** PROBLEM TO SOLVE **
All records below are to be repeated precisely, with nothing added.

##### EXCERPTED DATA

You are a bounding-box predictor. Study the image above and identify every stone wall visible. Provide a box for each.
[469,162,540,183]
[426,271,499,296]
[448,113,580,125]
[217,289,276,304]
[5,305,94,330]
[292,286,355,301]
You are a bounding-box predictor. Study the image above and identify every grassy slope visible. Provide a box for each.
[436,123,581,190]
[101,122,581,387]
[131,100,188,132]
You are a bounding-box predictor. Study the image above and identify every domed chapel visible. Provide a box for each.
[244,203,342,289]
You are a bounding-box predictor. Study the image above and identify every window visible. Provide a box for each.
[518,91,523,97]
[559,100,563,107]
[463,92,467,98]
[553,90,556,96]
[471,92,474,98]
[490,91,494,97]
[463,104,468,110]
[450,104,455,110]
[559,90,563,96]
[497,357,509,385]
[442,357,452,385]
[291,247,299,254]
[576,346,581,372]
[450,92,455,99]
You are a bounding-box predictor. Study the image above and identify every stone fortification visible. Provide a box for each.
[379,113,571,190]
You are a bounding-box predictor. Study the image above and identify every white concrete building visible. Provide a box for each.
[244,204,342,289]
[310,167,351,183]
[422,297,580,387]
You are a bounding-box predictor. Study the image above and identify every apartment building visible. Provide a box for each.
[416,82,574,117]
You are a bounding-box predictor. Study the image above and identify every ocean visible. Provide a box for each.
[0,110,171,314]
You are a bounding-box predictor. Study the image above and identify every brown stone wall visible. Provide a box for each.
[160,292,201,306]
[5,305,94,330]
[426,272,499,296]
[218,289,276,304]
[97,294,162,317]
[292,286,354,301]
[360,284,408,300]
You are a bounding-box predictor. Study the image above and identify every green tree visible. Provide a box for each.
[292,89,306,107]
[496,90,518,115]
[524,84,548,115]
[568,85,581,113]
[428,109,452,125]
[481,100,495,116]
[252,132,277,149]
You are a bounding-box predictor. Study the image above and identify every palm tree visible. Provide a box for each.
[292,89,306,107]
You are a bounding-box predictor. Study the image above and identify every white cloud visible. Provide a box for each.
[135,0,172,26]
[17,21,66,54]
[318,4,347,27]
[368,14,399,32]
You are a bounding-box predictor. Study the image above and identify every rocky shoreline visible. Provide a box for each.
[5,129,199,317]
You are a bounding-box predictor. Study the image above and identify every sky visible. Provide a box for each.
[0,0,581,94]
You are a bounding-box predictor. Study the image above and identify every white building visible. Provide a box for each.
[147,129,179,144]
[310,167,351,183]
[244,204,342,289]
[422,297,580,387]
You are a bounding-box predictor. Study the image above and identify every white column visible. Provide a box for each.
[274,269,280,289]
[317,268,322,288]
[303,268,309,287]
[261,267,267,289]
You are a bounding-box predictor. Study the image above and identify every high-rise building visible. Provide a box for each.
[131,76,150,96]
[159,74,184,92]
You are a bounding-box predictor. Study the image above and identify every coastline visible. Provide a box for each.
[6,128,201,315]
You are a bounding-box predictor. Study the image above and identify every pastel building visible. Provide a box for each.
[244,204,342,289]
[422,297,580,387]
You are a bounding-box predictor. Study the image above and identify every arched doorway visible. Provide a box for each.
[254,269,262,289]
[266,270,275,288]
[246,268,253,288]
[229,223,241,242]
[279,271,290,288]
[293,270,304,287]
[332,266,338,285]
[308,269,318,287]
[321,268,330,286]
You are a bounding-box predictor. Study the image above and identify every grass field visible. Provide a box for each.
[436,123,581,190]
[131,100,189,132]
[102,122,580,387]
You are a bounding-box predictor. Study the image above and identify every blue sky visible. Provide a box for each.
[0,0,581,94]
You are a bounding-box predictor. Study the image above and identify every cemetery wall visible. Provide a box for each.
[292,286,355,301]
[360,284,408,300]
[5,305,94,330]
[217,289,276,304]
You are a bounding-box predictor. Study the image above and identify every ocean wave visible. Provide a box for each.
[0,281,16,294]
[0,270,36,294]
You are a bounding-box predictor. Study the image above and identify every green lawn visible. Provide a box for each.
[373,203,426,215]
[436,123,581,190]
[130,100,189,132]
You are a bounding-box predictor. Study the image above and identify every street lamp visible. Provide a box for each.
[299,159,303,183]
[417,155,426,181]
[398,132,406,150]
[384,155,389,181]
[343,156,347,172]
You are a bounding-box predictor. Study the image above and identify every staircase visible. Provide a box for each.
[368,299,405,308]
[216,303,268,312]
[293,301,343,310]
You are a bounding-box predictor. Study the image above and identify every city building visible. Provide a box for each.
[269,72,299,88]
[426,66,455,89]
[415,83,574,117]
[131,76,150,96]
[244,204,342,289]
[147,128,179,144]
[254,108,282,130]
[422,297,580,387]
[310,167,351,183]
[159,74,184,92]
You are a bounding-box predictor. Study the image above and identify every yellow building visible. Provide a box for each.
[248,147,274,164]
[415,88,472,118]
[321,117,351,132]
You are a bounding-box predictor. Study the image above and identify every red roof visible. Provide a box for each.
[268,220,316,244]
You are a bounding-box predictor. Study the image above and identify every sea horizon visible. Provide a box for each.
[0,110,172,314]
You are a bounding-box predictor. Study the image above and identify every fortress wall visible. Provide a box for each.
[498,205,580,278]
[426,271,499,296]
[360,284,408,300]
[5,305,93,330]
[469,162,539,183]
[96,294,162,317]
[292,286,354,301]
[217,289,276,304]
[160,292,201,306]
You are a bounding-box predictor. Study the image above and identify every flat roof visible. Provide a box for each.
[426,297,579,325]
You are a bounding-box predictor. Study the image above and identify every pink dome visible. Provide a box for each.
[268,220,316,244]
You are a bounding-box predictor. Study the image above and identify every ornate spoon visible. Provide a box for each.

##########

** WRITTEN SOLUTION **
You are a bounding-box predictor. Study the image above and identify every stone wall visible. Provide a box for each.
[469,162,540,183]
[426,271,499,296]
[448,113,580,125]
[217,289,276,304]
[5,305,94,330]
[292,286,355,301]
You are a bounding-box predictor. Study the image above and identify every grassy slope visible. Provide a box for each.
[436,123,581,190]
[101,122,581,387]
[131,100,188,132]
You are a bounding-box predictor. Study the image above and identify every domed chapel visible. Provide a box for each.
[244,203,342,289]
You are a bounding-box predictor. Study the image above and identify every window visible. Provide a box for each.
[518,91,523,97]
[559,100,563,107]
[463,92,467,98]
[553,90,556,96]
[471,92,474,98]
[490,91,494,97]
[463,104,468,110]
[450,104,455,110]
[559,90,563,96]
[497,357,509,385]
[442,357,452,385]
[291,247,299,254]
[576,346,581,372]
[450,92,455,99]
You are a bounding-box predictor. Study the image above and identify every stone fortification visible. Provide a box for each.
[379,113,571,190]
You are a bounding-box predictor. Study the image above and identify every white concrete building visible. Provide a box for each.
[244,204,342,289]
[310,167,351,183]
[422,297,580,387]
You are a bounding-box predictor. Study the image above and identify every apartment building visible. Provide a box for each.
[416,82,574,117]
You are a bounding-box predictor. Study the image above and identify every ocean visible. Provide a box for each.
[0,110,171,314]
You are a bounding-box predictor. Study the image above and identify every brown stone wall visible. Provide a box for each.
[160,292,201,306]
[5,305,94,330]
[426,272,499,296]
[218,289,276,304]
[97,294,162,317]
[292,286,354,301]
[360,284,408,300]
You are a bounding-box predictor. Study the image above and identify every green tree visible. Provide a box for each.
[292,89,306,107]
[496,90,518,115]
[524,84,548,115]
[568,85,581,113]
[428,109,452,125]
[481,100,495,116]
[252,132,277,149]
You are a bounding-box predictor. Study the image above and identify every palm tree visible. Provide a box for each.
[292,89,306,107]
You are a bounding-box predictor. Study the image above and identify every white cloud visible. Provide a box for each.
[135,0,172,26]
[17,21,66,54]
[318,4,347,27]
[368,14,399,32]
You are a bounding-box predictor. Study the image above and identify every rocky shoreline visible. Provide a box for each.
[5,129,199,317]
You are a bounding-box predictor. Study the image above and identify every sky visible. Provide a box for each.
[0,0,581,94]
You are a bounding-box predictor. Study the image above and identify every white building visible. Provide a box for each.
[147,129,179,144]
[310,167,351,183]
[244,204,342,289]
[422,297,580,387]
You are a bounding-box predictor. Study the image above and identify every white column visible. Provide a box for each.
[274,269,280,289]
[317,268,322,288]
[303,268,309,287]
[261,267,267,289]
You are a bounding-box predictor. Study the image above and identify every high-rise building visible. Provide a box for each.
[131,76,150,96]
[159,74,184,92]
You are a bounding-box predictor. Study the image above and identify every coastline visible. Provide a box for each.
[6,128,201,315]
You are a bounding-box predictor. Study the image above and identify every pastel building visible. Provide a box for each.
[244,204,342,289]
[422,297,580,387]
You are a bounding-box predictor. Study the image above and identify every arched doorway visible. Provide a box for each.
[254,269,262,289]
[266,270,275,288]
[246,268,253,288]
[229,223,241,242]
[279,271,290,288]
[293,270,304,287]
[332,266,338,285]
[308,269,318,287]
[321,268,330,286]
You are a bounding-box predictor. Study the image above and identify every grass field visible. Provide a box for each.
[436,123,581,190]
[131,100,189,132]
[102,122,580,387]
You are a bounding-box predictor. Study the image above and identify every blue sky visible. Provide a box for each.
[0,0,581,94]
You are a bounding-box predictor. Study the image above and identify every cemetery wall visible. Provide a box for each.
[292,286,355,301]
[360,284,408,300]
[5,305,94,330]
[217,289,276,304]
You are a bounding-box predictor. Study the image above and identify every ocean wave visible. Provide a box for each.
[0,281,16,294]
[0,270,36,294]
You are a bounding-box predictor. Study the image above and identify every green lawn visible. Provide a box for each.
[373,203,426,215]
[436,123,581,190]
[130,100,189,132]
You are a bounding-box predictor. Study the image above and identify every street lamp visible. Provide a box for each.
[299,159,303,183]
[417,155,426,181]
[398,132,406,150]
[384,155,389,181]
[343,156,347,172]
You are a bounding-box predictor. Study the image above and identify every staircase visible. Provide a box for each.
[368,299,405,308]
[216,303,268,312]
[293,301,343,310]
You are a bounding-box predictor. Study the image above and identify every city building visible. Provide a box for each.
[269,72,299,88]
[426,66,455,89]
[415,83,574,117]
[131,76,150,96]
[244,204,342,289]
[147,128,179,144]
[254,108,282,130]
[422,297,580,387]
[310,167,351,183]
[159,74,184,92]
You are a bounding-box predictor. Study the image above and identify every yellow building visible. Provide a box for each.
[248,147,274,164]
[415,88,472,118]
[321,117,351,132]
You are a bounding-box predictor. Study the image above and identify every red roof visible. Provide a box for each.
[268,220,316,244]
You are a bounding-box predictor. Study the image above and identify every sea horizon visible. Provide a box for each.
[0,110,172,314]
You are a bounding-box predictor. Study the image above and identify every fortress wall visible. Provide a box for each.
[498,205,580,278]
[426,271,499,296]
[360,284,408,300]
[5,305,93,330]
[469,162,539,183]
[96,294,162,317]
[292,286,354,301]
[217,289,276,304]
[160,292,201,306]
You are a bounding-box predictor. Study the image above and identify every flat roof visible. Provide a box for each.
[426,297,579,325]
You are a bounding-box predictor. Study the image above and identify every pink dome visible. Provide a box for each.
[268,220,316,244]
You are a bounding-box predictor. Study the image above and identify every ornate spoon visible. Provide a box for each.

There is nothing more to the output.